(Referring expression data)
******************************

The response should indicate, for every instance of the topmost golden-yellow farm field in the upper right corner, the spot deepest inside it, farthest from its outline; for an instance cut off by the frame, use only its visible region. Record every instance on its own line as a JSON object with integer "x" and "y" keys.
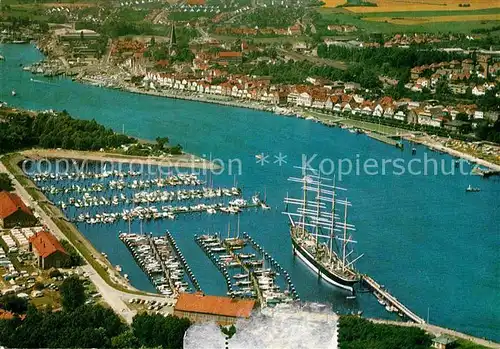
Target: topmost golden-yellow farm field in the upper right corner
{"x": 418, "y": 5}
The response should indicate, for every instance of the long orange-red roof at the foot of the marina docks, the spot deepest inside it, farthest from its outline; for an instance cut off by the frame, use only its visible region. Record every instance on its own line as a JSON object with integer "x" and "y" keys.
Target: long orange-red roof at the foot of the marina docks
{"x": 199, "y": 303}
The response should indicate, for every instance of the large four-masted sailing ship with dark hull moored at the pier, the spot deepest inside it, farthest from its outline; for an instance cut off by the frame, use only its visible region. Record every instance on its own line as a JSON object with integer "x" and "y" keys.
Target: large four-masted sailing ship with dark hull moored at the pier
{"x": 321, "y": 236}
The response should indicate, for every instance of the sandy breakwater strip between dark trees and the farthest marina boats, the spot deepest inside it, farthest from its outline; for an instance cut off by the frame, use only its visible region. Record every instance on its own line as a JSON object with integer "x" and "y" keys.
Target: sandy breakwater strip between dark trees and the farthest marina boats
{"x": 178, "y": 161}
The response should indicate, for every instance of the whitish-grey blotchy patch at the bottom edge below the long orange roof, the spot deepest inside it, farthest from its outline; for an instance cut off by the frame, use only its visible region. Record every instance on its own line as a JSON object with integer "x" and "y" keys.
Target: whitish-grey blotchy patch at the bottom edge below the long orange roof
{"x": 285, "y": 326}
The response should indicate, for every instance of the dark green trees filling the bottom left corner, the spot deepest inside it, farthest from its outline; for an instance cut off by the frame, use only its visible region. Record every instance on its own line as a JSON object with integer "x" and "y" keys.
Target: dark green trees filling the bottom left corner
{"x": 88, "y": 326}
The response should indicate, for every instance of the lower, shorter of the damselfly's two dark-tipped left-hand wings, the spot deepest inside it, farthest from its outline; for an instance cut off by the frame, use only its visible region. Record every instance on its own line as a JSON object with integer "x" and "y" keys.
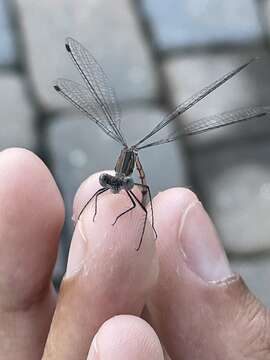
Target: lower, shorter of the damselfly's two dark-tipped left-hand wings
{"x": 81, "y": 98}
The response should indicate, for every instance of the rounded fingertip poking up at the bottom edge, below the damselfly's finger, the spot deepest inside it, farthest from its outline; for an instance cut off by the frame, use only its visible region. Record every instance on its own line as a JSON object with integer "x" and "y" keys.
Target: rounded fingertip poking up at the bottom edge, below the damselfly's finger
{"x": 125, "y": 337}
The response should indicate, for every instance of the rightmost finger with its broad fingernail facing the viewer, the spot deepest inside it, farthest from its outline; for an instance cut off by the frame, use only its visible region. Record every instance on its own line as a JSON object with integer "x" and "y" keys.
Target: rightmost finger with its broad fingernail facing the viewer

******************************

Within the records, on how many lines does the word "fingernail" appear? Provide the number alone.

- _RESPONSE_: 2